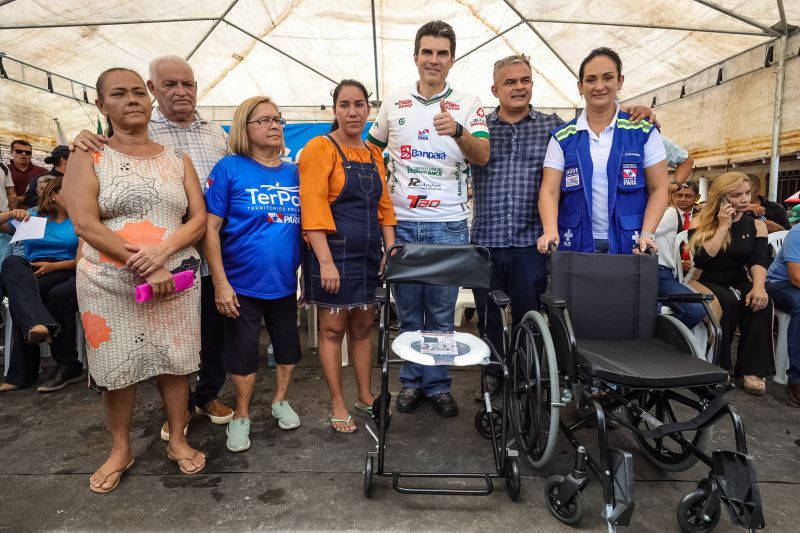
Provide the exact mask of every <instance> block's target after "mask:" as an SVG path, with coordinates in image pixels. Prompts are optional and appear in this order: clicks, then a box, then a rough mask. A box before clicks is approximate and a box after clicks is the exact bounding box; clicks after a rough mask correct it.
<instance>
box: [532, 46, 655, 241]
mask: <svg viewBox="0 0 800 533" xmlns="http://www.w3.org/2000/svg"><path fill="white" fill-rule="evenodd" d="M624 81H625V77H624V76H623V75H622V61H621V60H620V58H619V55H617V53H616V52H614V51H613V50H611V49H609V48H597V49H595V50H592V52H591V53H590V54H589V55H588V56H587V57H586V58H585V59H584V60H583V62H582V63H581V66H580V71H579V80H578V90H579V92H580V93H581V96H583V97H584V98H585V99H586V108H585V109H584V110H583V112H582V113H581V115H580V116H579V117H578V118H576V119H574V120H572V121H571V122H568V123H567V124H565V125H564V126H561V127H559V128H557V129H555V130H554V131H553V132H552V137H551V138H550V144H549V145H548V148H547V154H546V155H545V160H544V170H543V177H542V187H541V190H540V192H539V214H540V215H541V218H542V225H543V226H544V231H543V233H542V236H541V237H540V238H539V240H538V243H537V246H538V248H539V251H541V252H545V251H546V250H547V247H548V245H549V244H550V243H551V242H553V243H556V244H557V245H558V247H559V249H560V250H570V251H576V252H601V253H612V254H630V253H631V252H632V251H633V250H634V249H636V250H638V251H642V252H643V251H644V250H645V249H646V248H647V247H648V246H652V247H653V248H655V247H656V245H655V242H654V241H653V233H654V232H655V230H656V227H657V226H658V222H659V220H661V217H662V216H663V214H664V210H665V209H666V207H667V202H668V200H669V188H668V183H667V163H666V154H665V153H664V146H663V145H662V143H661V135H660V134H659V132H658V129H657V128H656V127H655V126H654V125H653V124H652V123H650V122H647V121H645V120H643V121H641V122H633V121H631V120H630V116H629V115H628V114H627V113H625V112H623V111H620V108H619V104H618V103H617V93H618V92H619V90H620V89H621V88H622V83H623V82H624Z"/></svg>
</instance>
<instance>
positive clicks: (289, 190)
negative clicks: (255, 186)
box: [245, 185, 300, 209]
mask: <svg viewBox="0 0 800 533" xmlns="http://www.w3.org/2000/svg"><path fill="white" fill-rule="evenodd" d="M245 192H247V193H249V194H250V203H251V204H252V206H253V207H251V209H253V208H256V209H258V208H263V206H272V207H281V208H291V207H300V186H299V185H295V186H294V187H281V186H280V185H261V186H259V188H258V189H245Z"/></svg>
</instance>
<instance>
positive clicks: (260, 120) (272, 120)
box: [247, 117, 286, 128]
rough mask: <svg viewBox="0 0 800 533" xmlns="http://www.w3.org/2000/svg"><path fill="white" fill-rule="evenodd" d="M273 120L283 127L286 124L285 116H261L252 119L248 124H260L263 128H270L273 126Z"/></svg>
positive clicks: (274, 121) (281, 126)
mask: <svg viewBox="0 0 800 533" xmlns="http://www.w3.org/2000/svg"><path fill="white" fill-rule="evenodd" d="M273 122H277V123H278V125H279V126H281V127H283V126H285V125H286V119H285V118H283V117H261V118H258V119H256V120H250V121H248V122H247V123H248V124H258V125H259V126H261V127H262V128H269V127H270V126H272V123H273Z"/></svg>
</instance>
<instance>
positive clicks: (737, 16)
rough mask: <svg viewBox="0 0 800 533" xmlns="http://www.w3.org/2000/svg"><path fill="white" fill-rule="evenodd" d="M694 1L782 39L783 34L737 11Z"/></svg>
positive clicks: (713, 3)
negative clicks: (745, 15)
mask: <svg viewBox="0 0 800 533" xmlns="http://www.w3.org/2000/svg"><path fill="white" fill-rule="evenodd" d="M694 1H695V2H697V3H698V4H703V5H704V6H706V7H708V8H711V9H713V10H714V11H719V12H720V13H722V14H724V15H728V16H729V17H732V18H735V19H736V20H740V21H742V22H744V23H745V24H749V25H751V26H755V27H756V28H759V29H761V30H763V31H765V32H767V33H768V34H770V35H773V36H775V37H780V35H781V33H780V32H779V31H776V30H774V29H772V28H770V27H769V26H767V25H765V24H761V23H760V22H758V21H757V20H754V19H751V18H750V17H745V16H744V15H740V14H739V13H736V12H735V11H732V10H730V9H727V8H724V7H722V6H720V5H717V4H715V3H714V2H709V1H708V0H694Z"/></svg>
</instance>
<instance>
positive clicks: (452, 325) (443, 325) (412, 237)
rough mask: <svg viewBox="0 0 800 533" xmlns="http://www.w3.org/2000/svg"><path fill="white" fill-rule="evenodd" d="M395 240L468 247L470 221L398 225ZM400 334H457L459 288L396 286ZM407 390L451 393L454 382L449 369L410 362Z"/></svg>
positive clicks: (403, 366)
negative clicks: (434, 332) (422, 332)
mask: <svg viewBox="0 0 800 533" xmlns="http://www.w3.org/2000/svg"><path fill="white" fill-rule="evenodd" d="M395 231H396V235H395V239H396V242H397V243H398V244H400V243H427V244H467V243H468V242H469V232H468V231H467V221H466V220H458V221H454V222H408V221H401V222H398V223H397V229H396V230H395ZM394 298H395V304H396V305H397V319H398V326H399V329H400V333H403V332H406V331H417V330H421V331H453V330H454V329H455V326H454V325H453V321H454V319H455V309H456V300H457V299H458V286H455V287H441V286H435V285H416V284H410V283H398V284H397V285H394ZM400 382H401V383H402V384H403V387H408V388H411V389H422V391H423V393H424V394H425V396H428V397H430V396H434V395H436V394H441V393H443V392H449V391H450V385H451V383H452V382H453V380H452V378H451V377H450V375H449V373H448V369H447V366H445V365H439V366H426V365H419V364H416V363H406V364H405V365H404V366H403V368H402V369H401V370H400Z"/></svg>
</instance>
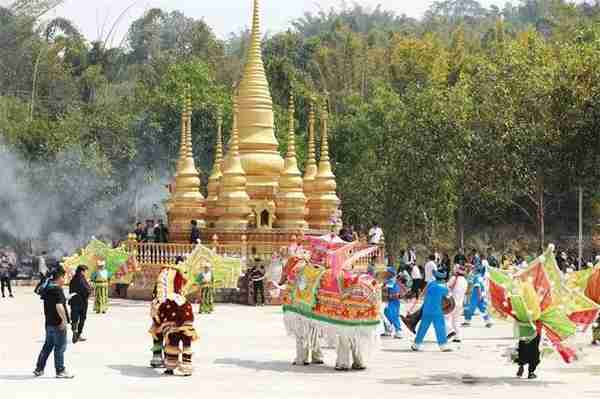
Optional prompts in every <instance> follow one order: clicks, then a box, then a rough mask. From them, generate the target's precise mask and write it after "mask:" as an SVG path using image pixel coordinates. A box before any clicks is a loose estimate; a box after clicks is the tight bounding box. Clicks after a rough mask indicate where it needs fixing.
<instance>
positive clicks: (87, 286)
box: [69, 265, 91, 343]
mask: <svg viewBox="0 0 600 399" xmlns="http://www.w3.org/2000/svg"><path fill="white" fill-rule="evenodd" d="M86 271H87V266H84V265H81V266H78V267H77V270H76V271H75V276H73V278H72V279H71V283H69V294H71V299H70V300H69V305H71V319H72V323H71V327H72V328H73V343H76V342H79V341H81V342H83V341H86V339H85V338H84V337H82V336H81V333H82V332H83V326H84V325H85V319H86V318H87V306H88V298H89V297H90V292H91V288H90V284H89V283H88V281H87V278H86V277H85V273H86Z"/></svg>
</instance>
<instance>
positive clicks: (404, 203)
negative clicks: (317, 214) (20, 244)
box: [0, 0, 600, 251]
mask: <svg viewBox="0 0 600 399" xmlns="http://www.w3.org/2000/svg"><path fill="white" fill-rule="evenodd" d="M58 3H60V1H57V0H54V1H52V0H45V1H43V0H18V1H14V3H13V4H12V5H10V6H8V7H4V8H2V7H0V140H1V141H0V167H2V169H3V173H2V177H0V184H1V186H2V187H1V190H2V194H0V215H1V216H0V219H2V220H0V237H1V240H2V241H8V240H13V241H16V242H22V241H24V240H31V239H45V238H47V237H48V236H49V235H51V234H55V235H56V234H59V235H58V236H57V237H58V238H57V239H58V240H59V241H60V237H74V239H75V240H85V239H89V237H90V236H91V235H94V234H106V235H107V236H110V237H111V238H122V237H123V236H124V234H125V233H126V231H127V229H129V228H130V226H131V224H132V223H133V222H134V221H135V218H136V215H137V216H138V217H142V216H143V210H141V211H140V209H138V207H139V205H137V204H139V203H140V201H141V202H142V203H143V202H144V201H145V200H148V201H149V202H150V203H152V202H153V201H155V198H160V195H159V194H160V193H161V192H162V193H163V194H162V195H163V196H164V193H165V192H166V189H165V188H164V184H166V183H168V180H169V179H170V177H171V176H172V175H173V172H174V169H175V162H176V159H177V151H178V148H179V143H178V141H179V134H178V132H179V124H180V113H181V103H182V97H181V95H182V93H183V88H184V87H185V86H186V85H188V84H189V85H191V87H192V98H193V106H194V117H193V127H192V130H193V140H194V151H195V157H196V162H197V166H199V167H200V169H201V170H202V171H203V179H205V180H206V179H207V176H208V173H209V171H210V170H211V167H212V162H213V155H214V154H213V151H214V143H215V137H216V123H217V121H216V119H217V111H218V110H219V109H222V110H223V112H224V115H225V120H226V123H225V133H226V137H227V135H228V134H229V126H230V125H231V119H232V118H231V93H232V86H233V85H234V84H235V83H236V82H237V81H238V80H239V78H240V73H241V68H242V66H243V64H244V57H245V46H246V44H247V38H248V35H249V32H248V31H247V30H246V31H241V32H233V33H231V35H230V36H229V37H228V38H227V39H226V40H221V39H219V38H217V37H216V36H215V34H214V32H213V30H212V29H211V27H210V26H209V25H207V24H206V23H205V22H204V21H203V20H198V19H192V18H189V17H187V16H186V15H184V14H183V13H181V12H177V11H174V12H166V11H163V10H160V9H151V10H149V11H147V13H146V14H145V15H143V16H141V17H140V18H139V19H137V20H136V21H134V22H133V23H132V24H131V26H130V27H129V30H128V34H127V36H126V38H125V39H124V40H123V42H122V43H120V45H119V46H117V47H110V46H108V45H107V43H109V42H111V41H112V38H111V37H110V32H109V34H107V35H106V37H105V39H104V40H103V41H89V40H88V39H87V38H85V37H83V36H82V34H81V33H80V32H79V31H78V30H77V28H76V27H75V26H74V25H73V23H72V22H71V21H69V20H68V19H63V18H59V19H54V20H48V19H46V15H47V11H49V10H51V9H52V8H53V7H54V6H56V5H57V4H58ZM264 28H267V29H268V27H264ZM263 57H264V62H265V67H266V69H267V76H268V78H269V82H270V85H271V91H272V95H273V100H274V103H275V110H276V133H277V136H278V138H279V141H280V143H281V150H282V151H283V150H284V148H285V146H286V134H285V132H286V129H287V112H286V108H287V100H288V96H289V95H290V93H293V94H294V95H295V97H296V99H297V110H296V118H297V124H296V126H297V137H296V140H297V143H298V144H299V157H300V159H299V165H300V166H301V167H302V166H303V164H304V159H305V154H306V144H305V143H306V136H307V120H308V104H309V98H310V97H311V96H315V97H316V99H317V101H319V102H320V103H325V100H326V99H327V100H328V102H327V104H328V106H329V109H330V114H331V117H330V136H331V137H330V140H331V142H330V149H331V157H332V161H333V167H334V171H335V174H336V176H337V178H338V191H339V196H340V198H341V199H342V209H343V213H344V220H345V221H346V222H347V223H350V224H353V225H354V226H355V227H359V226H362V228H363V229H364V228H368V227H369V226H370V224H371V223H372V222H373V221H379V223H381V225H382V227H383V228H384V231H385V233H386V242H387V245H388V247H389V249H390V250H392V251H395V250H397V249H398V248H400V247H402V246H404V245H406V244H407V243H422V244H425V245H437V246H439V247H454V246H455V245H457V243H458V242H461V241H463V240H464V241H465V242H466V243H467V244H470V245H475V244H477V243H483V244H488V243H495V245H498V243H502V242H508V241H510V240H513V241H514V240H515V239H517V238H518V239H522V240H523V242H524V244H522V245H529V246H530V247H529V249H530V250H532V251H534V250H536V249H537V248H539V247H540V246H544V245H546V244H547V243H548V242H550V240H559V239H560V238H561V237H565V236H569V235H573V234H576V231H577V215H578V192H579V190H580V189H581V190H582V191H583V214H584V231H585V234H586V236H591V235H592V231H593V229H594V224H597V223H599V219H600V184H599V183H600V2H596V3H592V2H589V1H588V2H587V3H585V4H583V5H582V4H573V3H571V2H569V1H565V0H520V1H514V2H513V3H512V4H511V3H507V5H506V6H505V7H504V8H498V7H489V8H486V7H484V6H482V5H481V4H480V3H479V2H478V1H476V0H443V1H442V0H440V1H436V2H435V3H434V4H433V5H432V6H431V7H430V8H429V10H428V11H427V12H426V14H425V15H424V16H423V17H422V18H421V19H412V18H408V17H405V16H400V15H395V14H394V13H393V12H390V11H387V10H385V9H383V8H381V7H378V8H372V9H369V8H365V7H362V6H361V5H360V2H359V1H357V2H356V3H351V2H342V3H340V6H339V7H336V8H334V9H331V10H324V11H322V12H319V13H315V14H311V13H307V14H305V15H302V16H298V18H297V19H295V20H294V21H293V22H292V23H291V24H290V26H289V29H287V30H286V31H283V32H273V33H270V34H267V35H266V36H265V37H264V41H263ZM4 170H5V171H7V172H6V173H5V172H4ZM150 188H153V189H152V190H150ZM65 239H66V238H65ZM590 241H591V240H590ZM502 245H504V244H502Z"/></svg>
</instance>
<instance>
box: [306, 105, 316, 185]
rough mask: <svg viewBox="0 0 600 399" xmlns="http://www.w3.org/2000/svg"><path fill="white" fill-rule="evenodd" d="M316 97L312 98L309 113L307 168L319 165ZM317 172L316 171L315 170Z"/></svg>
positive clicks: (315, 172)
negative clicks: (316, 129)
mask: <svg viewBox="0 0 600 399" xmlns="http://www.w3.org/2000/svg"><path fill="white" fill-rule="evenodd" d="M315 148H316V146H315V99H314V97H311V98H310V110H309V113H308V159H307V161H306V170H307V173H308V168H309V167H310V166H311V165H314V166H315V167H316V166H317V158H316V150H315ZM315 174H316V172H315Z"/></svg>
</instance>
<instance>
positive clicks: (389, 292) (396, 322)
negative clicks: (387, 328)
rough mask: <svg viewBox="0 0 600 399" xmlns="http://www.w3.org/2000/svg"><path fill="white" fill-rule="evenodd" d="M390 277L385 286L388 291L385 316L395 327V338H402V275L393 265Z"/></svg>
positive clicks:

**WHAT IS NEEDED**
Extract verbatim the stretch of the listing from the line containing "negative clicks: (316, 129)" through the final line of the listing, both ends included.

**TASK SOLUTION**
negative clicks: (316, 129)
mask: <svg viewBox="0 0 600 399" xmlns="http://www.w3.org/2000/svg"><path fill="white" fill-rule="evenodd" d="M315 148H316V146H315V99H314V97H311V98H310V110H309V113H308V159H307V161H306V170H307V173H308V168H309V167H310V166H311V165H314V166H315V167H316V166H317V158H316V150H315ZM315 174H316V172H315Z"/></svg>
</instance>
<instance>
positive clicks: (389, 292) (396, 322)
negative clicks: (387, 328)
rough mask: <svg viewBox="0 0 600 399" xmlns="http://www.w3.org/2000/svg"><path fill="white" fill-rule="evenodd" d="M390 277L385 286L388 291L385 316L395 327V338H402V275L393 265Z"/></svg>
positive clicks:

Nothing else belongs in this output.